--- INFORMATION GIVEN Enclosed Below ---
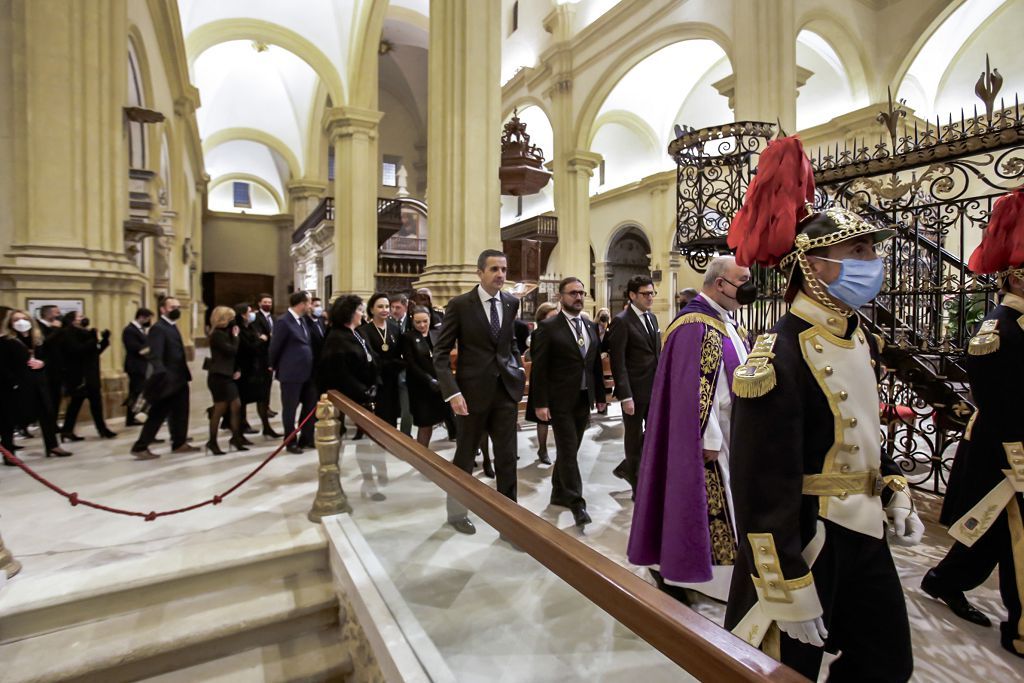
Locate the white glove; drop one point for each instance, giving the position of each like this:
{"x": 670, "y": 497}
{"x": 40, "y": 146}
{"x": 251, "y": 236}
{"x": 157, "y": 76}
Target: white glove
--- End of Enclosed INFORMATION GIVEN ---
■ **TASK DESCRIPTION**: Extract every line of the data exactly; pictures stay out.

■ **EXERCISE OUTPUT**:
Locate the white glove; drop one point for each instance, giving the position of each like this:
{"x": 670, "y": 497}
{"x": 40, "y": 146}
{"x": 251, "y": 236}
{"x": 157, "y": 76}
Target: white glove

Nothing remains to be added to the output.